DOCUMENT PASSAGE:
───

# Skinny guy bulking up



## 02silverado02 (Nov 17, 2015)

I will try and get pics up later as I am in a rush but I was just wondering. I have been working out and eating more chicken and muscle building foods for about a month. I have gained ten pounds and went from not even being able to do one diamond push up or one pull up to being able to do about 15 of each. I was just wondering you guys opinions about my progress so far?


Sent from my iPhone using Tapatalk


----------



## Hardworkpayz (Nov 18, 2015)

I would track your weight vs your body fat percent. That way you can tell if all that extra food is going towards fat or muscle. You can then forgive out your lean muscle mass by dividing your weight with you fat%. If your gains in the gym are getting better and your gaining. More lean muscle mass than fat then I would say you are in the right direction.


Sent from my iPhone using Tapatalk


----------



## 02silverado02 (Nov 18, 2015)

I did track that and my body fat did jump from 6% to 8% but I am  currently 6 foot and weigh 140lbs  so while I am gaining weight I'm still skinny as a rail lmao I am just trying to get a little bigger maybe to 160lbs by the end of next year but I'll see what happens lol.


Sent from my iPhone using Tapatalk


----------



## Hardworkpayz (Nov 18, 2015)

What kind of micro breakdown are you at on your diet?


Sent from my iPhone using Tapatalk


----------



## 02silverado02 (Nov 18, 2015)

Honestly it's whatever I can get my hands on lol


Sent from my iPhone using Tapatalk


----------



## Hardworkpayz (Nov 18, 2015)

───

INPUT DATA:
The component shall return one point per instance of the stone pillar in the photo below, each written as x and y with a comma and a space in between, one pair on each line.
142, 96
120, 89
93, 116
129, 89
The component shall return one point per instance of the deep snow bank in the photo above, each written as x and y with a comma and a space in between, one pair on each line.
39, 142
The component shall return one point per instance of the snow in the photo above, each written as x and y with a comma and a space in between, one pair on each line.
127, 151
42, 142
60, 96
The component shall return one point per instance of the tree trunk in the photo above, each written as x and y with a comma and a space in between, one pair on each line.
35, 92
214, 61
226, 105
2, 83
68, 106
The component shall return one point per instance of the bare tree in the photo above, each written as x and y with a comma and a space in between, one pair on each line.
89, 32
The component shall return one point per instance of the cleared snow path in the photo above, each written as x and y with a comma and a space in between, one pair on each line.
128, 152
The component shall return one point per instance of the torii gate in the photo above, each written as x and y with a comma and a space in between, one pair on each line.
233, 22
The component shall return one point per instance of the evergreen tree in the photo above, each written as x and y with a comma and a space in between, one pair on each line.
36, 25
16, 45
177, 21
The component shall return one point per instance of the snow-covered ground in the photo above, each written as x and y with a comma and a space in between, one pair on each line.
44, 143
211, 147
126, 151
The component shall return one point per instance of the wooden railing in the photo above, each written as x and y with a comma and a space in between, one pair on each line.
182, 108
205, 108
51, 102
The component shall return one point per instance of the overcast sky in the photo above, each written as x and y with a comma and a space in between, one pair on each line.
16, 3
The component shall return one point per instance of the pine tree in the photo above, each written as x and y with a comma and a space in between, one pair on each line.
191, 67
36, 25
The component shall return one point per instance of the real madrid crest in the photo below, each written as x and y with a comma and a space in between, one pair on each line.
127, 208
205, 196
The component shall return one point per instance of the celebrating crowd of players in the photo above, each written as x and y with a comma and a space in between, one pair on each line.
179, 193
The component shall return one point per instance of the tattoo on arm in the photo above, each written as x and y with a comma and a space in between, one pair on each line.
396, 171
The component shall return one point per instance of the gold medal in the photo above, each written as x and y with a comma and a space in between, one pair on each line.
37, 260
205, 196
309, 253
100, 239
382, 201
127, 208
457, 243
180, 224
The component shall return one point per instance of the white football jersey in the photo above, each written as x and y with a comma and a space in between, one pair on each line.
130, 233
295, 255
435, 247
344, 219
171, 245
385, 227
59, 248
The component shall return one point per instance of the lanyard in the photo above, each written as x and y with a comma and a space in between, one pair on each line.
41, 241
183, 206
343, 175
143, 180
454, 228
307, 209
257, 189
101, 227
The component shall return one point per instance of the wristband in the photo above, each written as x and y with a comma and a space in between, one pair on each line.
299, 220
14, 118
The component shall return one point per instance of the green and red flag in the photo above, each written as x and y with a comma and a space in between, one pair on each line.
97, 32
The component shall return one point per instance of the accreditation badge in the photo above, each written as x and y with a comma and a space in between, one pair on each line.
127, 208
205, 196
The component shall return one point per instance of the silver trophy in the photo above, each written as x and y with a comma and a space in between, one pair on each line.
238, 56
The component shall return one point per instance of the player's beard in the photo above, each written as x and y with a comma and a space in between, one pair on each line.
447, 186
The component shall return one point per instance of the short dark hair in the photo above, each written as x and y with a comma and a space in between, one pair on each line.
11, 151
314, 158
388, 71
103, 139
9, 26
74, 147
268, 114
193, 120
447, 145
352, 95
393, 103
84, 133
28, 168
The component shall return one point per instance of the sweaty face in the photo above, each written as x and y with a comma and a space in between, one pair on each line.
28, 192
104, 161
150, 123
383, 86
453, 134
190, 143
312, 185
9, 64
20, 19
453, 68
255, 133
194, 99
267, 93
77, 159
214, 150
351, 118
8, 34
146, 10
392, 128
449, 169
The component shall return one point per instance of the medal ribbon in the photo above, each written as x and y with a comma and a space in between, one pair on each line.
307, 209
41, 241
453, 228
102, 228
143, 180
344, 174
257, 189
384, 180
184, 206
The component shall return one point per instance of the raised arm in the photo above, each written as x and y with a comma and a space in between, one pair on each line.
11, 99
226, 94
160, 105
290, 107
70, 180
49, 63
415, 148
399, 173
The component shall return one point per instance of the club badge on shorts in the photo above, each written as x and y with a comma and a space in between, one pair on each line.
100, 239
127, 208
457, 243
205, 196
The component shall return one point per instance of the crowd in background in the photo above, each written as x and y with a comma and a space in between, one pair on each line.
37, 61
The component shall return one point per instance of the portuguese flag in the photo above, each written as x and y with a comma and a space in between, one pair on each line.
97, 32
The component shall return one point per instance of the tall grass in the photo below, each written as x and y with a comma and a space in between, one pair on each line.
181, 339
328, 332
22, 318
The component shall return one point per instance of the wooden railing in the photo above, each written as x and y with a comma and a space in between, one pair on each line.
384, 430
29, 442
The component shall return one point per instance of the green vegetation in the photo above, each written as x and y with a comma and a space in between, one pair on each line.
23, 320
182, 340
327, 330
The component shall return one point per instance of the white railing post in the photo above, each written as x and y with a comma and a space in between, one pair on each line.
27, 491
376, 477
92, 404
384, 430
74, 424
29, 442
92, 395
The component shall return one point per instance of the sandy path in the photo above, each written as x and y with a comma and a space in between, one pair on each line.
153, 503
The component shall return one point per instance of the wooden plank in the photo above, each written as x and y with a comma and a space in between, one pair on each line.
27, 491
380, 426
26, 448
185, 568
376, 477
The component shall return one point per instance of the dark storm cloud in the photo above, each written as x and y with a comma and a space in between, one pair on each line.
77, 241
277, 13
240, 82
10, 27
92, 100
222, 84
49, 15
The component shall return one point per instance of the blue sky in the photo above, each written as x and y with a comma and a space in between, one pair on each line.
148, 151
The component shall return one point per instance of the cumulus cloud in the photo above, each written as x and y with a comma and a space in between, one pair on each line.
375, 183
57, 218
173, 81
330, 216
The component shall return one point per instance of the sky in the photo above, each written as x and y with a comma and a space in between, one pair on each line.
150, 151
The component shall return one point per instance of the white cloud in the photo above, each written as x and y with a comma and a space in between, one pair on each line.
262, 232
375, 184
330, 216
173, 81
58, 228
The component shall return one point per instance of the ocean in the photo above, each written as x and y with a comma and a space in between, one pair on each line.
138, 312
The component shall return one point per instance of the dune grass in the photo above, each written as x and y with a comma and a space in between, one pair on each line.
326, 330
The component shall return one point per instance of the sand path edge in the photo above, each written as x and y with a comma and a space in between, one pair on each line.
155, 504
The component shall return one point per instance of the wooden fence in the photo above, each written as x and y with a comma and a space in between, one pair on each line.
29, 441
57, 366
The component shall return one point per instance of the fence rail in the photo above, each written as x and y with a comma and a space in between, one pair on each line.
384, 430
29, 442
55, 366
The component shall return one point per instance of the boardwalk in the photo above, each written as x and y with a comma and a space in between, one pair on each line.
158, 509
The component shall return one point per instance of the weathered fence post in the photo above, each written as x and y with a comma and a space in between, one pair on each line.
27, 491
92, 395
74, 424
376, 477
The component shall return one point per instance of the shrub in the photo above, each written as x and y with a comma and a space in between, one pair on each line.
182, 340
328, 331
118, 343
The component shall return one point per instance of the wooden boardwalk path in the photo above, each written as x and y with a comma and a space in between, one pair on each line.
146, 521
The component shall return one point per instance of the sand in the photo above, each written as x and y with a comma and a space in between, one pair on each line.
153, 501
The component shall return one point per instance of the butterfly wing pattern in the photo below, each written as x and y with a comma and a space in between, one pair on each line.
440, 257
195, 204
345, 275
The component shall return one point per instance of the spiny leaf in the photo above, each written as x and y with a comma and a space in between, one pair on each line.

───

TASK STATEMENT:
In the forum thread about a skinny guy bulking up:
(a) How much weight does 02silverado02 say he gained in about a month?
(b) What change in his body fat percentage does he report?
(c) What weight does he hope to reach by the end of next year?
Use only the forum thread, not the items.

EXPECTED OUTPUT:
(a) Ten pounds.
(b) It rose from 6% to 8%.
(c) 160 lbs.